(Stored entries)

▽

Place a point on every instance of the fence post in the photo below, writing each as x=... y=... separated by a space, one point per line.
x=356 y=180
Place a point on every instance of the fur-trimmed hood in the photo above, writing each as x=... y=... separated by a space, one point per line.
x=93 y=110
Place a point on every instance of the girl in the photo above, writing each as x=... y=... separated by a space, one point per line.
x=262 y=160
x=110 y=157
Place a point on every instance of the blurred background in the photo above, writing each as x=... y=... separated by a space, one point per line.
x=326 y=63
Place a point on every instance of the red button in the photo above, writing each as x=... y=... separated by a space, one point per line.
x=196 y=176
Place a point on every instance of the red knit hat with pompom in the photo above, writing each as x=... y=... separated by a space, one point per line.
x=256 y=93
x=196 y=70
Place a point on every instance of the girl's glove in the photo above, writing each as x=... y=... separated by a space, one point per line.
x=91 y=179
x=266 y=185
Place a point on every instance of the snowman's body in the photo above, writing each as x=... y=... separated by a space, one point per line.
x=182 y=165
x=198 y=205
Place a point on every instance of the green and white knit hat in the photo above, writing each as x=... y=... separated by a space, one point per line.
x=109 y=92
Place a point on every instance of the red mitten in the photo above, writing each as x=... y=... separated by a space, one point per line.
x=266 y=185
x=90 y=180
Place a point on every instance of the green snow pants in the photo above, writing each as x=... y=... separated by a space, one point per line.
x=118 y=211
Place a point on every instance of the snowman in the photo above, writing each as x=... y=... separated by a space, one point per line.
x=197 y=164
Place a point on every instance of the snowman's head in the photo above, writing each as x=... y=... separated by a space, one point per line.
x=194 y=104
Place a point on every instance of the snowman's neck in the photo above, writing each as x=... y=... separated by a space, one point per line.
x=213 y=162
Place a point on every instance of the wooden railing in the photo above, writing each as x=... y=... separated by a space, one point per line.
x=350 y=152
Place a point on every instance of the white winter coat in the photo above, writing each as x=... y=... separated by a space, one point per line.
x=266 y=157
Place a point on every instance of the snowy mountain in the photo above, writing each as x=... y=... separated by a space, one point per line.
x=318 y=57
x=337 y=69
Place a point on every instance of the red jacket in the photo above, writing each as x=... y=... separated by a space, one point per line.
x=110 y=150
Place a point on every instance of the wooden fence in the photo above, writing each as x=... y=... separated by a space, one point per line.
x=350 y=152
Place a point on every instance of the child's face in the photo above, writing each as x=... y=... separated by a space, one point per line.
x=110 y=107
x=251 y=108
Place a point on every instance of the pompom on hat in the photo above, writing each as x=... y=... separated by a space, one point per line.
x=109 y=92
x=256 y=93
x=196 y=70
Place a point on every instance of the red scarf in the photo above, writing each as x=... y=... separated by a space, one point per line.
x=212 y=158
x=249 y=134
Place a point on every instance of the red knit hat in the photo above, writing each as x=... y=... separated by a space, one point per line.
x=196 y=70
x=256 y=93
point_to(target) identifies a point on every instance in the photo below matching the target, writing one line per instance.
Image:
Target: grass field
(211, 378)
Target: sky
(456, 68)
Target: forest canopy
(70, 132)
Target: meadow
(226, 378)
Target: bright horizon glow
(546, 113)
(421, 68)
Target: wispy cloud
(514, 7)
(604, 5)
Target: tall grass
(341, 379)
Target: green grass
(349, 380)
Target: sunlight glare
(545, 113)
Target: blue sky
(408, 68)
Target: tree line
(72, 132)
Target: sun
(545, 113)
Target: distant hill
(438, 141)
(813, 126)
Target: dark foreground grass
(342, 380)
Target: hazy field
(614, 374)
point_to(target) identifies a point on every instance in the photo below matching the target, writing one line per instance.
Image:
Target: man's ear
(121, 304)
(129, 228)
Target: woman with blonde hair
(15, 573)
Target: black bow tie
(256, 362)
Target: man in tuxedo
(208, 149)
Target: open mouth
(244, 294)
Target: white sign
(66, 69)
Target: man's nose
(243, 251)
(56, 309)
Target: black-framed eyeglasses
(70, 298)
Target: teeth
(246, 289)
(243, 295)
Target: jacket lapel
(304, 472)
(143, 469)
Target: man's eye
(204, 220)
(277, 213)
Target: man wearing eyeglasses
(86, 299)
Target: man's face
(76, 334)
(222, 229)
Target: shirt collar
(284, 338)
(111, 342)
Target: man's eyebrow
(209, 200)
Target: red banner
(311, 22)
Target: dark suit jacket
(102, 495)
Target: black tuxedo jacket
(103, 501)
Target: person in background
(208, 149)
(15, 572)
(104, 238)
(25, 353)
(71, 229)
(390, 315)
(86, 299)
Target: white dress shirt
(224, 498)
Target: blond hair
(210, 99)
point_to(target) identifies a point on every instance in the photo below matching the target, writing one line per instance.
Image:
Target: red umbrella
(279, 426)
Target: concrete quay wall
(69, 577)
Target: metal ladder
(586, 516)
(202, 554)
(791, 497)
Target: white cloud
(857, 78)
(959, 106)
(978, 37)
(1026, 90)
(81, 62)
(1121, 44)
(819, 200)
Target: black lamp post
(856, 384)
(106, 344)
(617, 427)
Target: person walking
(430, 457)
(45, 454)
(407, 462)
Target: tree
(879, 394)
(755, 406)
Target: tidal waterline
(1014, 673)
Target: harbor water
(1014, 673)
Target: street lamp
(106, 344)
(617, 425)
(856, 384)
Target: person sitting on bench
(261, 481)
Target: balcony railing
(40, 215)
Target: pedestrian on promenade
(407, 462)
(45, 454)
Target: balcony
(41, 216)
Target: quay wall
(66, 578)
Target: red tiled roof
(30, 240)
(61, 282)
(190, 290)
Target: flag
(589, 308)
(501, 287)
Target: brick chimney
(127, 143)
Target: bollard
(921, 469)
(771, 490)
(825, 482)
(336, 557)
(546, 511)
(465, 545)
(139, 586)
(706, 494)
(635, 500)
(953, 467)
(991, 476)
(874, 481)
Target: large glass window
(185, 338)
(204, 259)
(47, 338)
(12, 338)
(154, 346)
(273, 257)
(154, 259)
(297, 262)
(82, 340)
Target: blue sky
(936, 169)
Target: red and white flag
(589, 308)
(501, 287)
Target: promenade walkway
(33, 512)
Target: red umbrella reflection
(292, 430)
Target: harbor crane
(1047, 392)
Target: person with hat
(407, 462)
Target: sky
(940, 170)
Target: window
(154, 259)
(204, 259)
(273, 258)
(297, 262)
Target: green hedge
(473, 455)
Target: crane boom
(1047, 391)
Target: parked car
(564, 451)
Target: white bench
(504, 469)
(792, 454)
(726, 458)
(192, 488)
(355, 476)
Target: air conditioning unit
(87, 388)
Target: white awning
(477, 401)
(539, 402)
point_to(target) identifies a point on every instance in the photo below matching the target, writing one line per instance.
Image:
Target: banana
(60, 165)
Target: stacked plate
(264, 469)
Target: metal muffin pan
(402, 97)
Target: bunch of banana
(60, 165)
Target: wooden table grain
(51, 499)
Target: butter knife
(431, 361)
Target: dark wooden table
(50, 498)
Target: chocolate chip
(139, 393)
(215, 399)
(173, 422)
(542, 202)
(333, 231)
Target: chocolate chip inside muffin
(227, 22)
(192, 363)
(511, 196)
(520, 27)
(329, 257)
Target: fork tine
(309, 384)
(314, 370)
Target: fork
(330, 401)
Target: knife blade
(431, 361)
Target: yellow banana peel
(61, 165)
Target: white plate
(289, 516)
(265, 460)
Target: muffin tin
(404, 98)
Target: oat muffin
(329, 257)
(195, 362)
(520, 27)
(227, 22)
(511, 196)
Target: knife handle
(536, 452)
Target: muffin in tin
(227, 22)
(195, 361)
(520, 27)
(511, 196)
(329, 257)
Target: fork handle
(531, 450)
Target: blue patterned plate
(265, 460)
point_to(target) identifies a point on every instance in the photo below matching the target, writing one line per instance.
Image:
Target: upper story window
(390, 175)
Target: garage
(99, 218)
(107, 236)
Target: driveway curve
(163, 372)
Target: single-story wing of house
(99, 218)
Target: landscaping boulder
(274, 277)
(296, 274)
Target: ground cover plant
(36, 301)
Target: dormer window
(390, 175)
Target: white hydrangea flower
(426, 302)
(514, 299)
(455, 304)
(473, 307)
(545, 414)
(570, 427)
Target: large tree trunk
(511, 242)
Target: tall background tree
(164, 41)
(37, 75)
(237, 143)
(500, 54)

△

Instruction: Transcribe the lines exactly, from the first line of the items through the line containing "x=197 y=164", with both ends included.

Output of the exercise:
Place a point on every instance of the fence post in the photo below, writing each as x=... y=... separated by a space, one point per line.
x=356 y=180
Place a point on every instance of the fur-trimmed hood in the photo above, writing each as x=... y=... separated by a space, one point per line.
x=93 y=110
Place a point on every instance of the girl in the photo above, writing each as x=... y=... separated by a space, one point per line.
x=262 y=160
x=110 y=157
Place a point on every instance of the blurred background in the photo above, writing each as x=... y=... separated by a space, one point per line.
x=326 y=63
Place a point on every instance of the red button in the photo above, writing each as x=... y=... separated by a space, one point per line.
x=196 y=176
Place a point on every instance of the red knit hat with pompom in the photo above, writing each as x=... y=... separated by a space, one point per line.
x=256 y=93
x=196 y=70
Place a point on every instance of the girl's glove in the photo above, writing each as x=... y=... separated by a space, one point per line.
x=91 y=179
x=266 y=185
Place a point on every instance of the snowman's body in the photo above, writing each as x=... y=... separated by a space, one point per line.
x=182 y=165
x=198 y=205
Place a point on every instance of the green and white knit hat in the photo above, writing each as x=... y=... separated by a space, one point per line.
x=109 y=92
Place a point on every instance of the red mitten in the photo above, writing each as x=... y=... separated by a space, one point per line.
x=266 y=185
x=90 y=180
Place a point on every instance of the green snow pants in the photo above, writing each as x=... y=... separated by a space, one point per line.
x=118 y=211
Place a point on every instance of the snowman in the photo above, writing each as x=... y=... separated by a space, one point per line.
x=197 y=164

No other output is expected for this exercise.